## Dataset excerpts
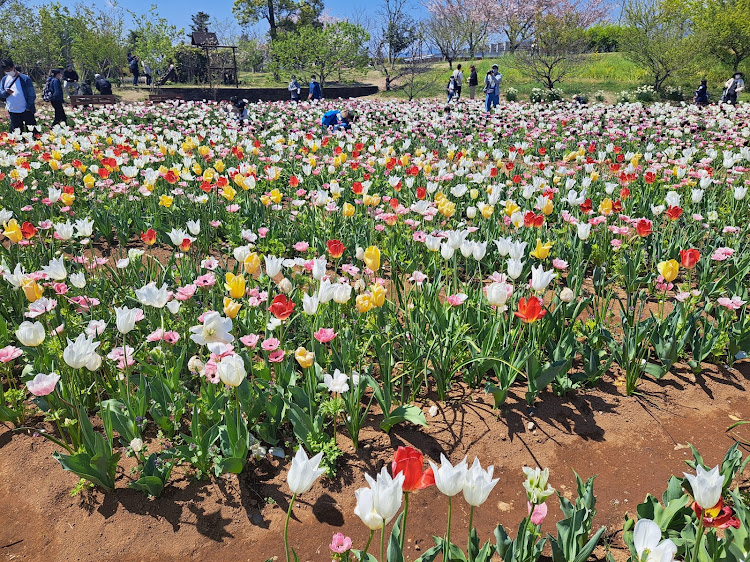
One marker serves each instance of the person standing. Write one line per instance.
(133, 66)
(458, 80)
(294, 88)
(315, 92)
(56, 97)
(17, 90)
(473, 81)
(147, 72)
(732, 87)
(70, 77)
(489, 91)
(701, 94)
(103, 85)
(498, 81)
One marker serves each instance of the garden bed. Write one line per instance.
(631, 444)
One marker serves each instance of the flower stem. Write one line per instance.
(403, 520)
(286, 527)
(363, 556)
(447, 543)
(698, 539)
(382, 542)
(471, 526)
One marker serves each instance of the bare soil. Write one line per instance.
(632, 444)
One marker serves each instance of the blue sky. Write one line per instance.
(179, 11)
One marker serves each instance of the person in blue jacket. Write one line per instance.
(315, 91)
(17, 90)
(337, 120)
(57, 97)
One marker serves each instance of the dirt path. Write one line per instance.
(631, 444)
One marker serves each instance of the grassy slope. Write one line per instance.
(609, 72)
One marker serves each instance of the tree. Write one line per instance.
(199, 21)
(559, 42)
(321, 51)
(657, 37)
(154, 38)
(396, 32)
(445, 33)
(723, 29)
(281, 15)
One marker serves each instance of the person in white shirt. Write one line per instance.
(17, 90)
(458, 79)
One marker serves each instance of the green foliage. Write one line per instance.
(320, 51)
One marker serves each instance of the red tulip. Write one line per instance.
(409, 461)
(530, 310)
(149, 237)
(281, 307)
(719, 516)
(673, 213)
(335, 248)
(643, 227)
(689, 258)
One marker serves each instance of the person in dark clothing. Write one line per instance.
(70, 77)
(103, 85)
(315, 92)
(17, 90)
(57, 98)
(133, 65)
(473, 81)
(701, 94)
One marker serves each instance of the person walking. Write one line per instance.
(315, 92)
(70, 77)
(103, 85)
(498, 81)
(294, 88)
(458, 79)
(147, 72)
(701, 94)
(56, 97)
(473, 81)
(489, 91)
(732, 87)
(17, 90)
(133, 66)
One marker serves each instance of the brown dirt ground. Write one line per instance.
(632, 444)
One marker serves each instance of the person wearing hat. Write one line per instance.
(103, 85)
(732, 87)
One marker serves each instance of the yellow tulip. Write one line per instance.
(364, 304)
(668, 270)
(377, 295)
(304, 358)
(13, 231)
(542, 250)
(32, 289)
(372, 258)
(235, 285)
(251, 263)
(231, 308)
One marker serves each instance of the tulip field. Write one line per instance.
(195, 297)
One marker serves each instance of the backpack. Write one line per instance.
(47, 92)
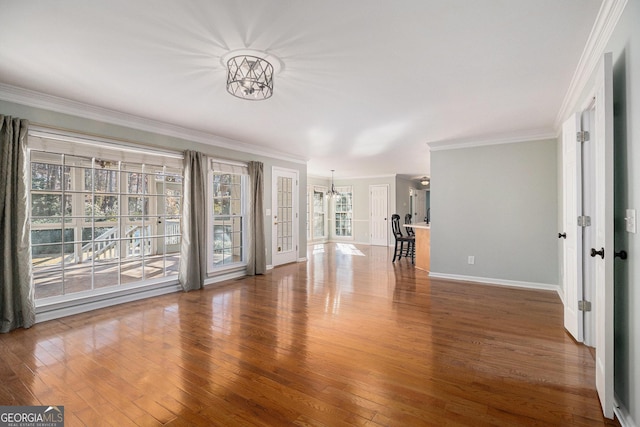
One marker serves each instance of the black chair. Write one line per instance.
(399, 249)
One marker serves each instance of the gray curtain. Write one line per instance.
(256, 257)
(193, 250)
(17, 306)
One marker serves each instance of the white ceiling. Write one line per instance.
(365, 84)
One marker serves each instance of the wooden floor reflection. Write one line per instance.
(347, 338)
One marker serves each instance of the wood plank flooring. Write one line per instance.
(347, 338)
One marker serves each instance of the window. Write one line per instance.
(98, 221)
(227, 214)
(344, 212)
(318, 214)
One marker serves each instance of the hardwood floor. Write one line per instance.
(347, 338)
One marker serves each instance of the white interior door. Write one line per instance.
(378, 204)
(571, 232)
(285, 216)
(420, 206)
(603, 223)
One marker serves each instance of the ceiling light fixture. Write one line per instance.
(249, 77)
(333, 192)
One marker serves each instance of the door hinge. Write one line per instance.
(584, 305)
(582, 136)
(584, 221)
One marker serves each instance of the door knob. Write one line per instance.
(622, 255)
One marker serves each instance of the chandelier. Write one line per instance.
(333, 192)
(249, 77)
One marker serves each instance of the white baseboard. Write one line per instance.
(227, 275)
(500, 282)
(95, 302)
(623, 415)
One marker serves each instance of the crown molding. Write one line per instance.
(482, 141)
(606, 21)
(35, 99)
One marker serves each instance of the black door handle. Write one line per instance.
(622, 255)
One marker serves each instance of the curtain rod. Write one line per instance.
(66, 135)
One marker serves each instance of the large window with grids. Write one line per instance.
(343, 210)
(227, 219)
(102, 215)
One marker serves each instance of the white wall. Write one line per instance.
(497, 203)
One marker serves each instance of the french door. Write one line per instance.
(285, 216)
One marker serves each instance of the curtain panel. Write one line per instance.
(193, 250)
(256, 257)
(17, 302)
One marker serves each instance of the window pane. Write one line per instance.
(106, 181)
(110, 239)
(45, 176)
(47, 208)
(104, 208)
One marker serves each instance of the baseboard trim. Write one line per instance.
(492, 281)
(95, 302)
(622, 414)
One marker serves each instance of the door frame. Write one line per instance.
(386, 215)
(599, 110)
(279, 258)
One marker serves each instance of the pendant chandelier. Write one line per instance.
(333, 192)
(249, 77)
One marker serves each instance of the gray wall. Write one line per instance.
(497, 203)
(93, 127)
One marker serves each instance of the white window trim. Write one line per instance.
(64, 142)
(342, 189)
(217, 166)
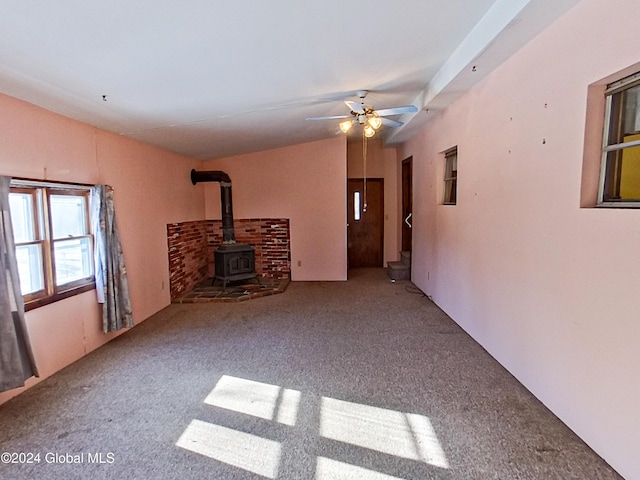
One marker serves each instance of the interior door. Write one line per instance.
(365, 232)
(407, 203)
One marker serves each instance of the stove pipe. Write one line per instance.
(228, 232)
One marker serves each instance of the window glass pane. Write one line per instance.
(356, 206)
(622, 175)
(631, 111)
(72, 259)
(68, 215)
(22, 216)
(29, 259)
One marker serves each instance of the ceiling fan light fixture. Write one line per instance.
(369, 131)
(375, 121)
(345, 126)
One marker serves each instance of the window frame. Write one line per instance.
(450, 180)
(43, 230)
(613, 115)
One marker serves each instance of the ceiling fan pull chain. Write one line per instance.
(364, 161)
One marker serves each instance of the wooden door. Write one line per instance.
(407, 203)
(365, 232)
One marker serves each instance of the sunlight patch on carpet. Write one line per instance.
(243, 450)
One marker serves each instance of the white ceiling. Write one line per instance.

## Requirement
Reproduce the data word for word, starting at the line with "One marker serves each instance of the gray wall." and continuing through the final line, both included. Omit the pictures from your answer.

## Final result
One marker serves each instance of the gray wall. Write one line per instance.
(497, 203)
(93, 127)
One marker serves each instance of the white window trim. Write one line per instance.
(64, 142)
(342, 189)
(217, 166)
One marker serves each instance of the interior door. Write one line per instance.
(365, 232)
(407, 203)
One marker serves each instance of the stove pipe. Write one line per instance.
(228, 232)
One marker serves each instance of the window glass pane. Write one line per instance.
(356, 206)
(622, 175)
(631, 111)
(72, 259)
(68, 215)
(22, 216)
(29, 259)
One marker serves each instance of the ceiling fan light fixture. Write one line per instance.
(369, 131)
(375, 121)
(345, 126)
One marker serves each instance of the window frame. Write one line per instance.
(450, 180)
(43, 230)
(613, 115)
One marker serves each instance of the ceiling fan pull chain. Write one line per instance.
(364, 161)
One marker serves each instance of the wooden door. Write one line per instance.
(407, 203)
(365, 232)
One marker serves each instance of the sunlight patch on carpet. Write one line per instance.
(243, 450)
One marker serves each instance of the white ceiling. Write one line per instance.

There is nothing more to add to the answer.